_TASKS TO PERFORM_:
A – In the passage on unfinished housing estates below, what does the Labour Party motion underline?
B – Reproduce word for word a portion of the passage on unfinished housing estates below, beginning at the words "It is unfortunate" and stopping after the words "other housing developments.".

_SUPPLIED TEXT_:

_ _ _ _ _

It is unfortunate that we now have thousands of people on housing waiting lists in every local authority. If one engages with the local Simon Community one hears that increasing numbers of people are becoming homeless. Unfinished estates are the most visible sign of the collapse of the Celtic tiger. We have the banking bailout, unemployment and emigration but that is the visible infrastructural legacy, the lack of finished estates and other housing developments.

The Labour Party motion underlines the need for clarity on who will pay to complete unfinished estates. There is a need to deliver on that requirement. On the previous occasion when the Minister of State was in the House I made the comment that developers, bankers and others should not be let off the hook. Developers who come in by the back door with a change of name or register their companies in a different way should not be given planning permission. I am not anti-developer. I am pro-people who want to build and create sustainable communities. It is a given that a sustainable community needs families, homes, people, proper roads, infrastructure, paths and lighting. The press release issued by the Department of the Environment, Heritage and Local Government refers to next steps. For those who live in unfinished estates, the next steps are critical. They must see action. We can have hyperbole and fancy press statements but we must have action.

_ _ _ _ _

_EXTRACTED RECORDS_:
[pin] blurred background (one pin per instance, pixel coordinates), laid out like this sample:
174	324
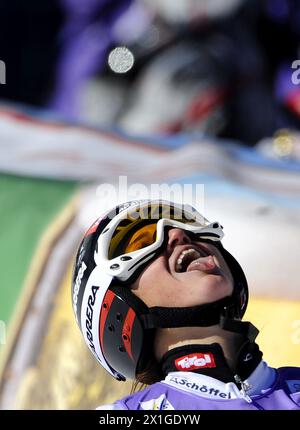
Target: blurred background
189	92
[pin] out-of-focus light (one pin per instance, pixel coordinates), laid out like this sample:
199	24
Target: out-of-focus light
120	59
283	143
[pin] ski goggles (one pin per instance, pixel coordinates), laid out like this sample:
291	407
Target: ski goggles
137	234
137	230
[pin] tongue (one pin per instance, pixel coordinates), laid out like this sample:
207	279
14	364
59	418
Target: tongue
202	263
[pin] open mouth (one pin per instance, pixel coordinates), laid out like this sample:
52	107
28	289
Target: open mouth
194	259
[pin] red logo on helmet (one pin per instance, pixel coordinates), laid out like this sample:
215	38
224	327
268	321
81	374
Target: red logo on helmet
195	361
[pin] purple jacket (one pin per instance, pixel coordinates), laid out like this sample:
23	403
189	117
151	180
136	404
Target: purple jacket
266	389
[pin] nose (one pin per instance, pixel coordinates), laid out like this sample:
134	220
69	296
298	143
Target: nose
177	237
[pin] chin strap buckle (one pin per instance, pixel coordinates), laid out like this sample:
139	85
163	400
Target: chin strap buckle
244	328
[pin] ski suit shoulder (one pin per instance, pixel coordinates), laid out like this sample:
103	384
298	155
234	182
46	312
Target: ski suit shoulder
190	391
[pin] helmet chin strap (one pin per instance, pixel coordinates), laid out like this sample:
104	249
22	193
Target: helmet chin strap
199	316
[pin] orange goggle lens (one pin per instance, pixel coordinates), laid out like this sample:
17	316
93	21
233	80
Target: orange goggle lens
125	241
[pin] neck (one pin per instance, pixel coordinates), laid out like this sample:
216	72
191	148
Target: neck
168	339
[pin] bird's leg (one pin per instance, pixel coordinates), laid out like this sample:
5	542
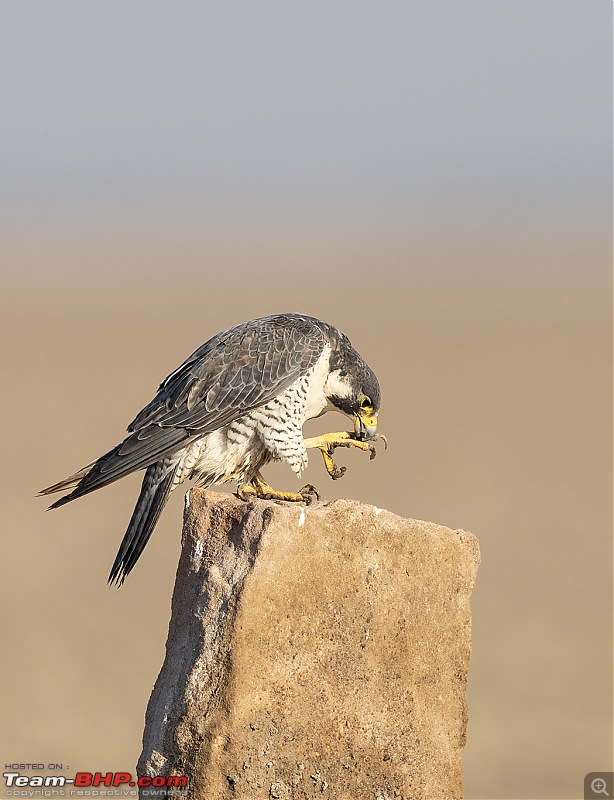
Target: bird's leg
327	443
258	487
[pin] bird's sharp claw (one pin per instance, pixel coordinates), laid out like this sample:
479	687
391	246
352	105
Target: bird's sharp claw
309	494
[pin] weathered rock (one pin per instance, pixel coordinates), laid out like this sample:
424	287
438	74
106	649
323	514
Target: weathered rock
316	651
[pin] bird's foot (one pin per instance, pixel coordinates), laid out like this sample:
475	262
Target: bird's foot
258	487
328	442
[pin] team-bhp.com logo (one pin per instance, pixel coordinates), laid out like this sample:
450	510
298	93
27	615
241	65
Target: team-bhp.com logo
86	784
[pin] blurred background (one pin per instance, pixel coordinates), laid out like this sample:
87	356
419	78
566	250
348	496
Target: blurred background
434	178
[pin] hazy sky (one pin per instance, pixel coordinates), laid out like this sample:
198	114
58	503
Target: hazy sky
129	103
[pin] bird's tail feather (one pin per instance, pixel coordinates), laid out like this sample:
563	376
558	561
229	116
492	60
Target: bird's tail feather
68	483
157	485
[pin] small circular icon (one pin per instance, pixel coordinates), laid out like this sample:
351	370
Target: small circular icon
599	786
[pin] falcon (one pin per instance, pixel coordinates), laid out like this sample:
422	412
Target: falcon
237	403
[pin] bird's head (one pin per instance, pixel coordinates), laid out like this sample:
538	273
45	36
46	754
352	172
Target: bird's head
351	387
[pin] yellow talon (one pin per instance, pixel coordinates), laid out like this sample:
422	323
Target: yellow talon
258	487
327	443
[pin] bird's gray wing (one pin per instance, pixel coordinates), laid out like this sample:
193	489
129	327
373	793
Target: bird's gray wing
234	372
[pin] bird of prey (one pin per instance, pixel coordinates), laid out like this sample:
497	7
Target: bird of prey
237	403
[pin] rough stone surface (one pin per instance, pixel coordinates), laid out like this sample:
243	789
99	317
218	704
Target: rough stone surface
316	651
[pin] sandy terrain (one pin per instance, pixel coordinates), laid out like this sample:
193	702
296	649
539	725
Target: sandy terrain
494	361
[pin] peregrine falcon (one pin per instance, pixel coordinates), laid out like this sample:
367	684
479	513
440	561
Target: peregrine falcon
237	403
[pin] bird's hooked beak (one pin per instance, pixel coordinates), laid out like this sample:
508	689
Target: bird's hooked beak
365	426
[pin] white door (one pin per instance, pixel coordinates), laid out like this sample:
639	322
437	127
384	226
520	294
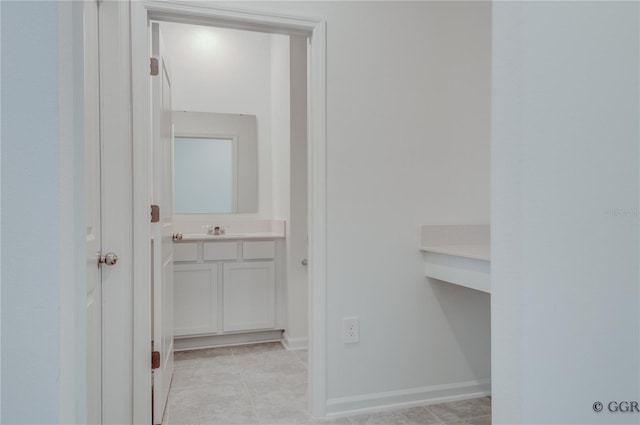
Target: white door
162	231
93	208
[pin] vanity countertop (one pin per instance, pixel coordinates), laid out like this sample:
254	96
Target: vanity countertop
458	254
190	237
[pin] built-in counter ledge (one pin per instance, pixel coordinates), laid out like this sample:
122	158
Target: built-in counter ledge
189	237
458	254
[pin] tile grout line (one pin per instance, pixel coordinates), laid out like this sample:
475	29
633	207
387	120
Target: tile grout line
440	421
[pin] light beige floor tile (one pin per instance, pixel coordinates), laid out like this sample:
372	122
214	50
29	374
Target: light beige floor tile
188	355
463	409
205	407
266	384
332	421
242	350
483	420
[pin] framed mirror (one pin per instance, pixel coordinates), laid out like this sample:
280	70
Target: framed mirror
215	163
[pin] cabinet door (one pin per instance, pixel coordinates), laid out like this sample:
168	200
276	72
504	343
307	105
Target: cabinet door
195	298
249	296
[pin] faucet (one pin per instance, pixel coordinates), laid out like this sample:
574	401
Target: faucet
214	230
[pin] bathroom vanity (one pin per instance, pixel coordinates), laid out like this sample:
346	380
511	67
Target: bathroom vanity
228	289
458	254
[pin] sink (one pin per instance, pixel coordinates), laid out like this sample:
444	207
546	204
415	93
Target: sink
206	236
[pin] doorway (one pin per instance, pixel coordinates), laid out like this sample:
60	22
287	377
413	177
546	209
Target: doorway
314	31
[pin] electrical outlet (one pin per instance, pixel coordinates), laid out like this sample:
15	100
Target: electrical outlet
350	330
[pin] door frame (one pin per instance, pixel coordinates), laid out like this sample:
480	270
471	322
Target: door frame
204	14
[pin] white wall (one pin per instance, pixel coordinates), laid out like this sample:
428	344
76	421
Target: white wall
407	144
565	202
36	268
280	119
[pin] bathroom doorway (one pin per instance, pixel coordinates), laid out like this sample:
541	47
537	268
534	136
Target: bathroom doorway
315	124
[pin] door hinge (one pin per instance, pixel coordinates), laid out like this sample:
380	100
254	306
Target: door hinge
154	67
155	213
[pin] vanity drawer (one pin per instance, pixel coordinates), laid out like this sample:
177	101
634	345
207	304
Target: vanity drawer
185	251
258	250
220	251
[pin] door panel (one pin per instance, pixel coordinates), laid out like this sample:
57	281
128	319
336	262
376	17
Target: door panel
162	231
93	207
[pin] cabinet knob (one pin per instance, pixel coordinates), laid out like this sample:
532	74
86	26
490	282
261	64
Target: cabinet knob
108	259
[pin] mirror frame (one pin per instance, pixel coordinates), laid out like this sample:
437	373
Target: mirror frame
243	130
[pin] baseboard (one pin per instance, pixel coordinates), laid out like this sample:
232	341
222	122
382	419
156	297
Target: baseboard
212	341
376	402
294	344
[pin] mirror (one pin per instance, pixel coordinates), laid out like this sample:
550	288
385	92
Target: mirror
215	163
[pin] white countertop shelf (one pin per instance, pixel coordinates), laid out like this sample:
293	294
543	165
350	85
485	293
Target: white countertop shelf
458	254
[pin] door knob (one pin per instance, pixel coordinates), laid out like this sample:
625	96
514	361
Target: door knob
108	259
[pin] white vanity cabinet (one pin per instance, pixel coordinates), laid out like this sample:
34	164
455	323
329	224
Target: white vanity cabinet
224	287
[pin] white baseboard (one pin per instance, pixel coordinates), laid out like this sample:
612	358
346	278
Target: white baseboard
211	341
376	402
294	344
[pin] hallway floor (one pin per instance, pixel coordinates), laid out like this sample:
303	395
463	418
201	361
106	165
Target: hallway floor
266	384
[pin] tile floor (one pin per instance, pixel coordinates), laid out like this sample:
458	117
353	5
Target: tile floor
266	384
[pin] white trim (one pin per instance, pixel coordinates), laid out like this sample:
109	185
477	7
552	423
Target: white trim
294	344
225	340
377	402
317	110
199	13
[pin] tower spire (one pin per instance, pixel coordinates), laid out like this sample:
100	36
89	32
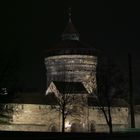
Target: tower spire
70	33
69	14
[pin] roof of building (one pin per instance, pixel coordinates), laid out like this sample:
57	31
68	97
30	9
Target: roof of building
70	87
71	44
116	102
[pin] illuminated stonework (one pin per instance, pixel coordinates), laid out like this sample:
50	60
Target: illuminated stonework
72	68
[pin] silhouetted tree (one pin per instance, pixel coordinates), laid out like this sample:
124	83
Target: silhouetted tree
111	85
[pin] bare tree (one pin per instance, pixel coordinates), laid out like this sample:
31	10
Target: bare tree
111	85
8	83
68	100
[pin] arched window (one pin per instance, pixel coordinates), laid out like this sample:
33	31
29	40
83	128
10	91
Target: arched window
53	128
76	126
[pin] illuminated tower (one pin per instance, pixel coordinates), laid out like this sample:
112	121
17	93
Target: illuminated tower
72	60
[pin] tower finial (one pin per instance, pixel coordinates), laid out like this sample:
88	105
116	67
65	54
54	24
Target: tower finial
69	14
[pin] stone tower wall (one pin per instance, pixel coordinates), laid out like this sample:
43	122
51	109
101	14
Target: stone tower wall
72	68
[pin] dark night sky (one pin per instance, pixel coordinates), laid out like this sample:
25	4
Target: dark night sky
33	26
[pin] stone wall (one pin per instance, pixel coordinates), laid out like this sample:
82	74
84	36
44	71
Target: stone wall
72	68
31	117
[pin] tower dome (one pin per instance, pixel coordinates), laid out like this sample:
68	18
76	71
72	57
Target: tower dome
71	60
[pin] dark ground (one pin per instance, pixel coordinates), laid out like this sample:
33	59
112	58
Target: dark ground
75	136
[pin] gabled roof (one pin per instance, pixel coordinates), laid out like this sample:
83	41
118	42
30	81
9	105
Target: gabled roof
117	102
70	87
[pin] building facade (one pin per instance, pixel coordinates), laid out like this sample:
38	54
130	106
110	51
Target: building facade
71	63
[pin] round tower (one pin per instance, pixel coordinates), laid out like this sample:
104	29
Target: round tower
72	60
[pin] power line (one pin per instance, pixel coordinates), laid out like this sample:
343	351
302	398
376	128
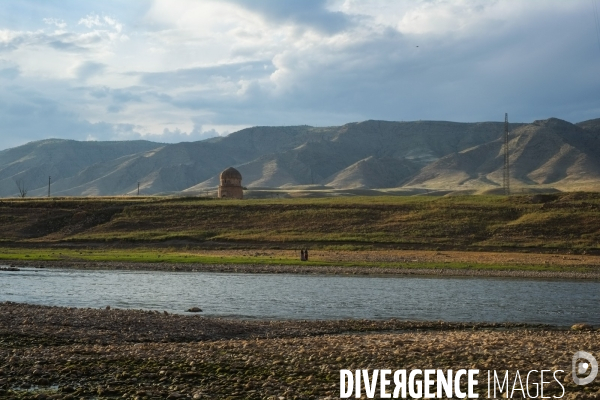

_ _ _ _ _

_RESULTS BY TASK_:
A – The need for clarity on who will pay to complete unfinished estates.

B –
It is unfortunate that we now have thousands of people on housing waiting lists in every local authority. If one engages with the local Simon Community one hears that increasing numbers of people are becoming homeless. Unfinished estates are the most visible sign of the collapse of the Celtic tiger. We have the banking bailout, unemployment and emigration but that is the visible infrastructural legacy, the lack of finished estates and other housing developments.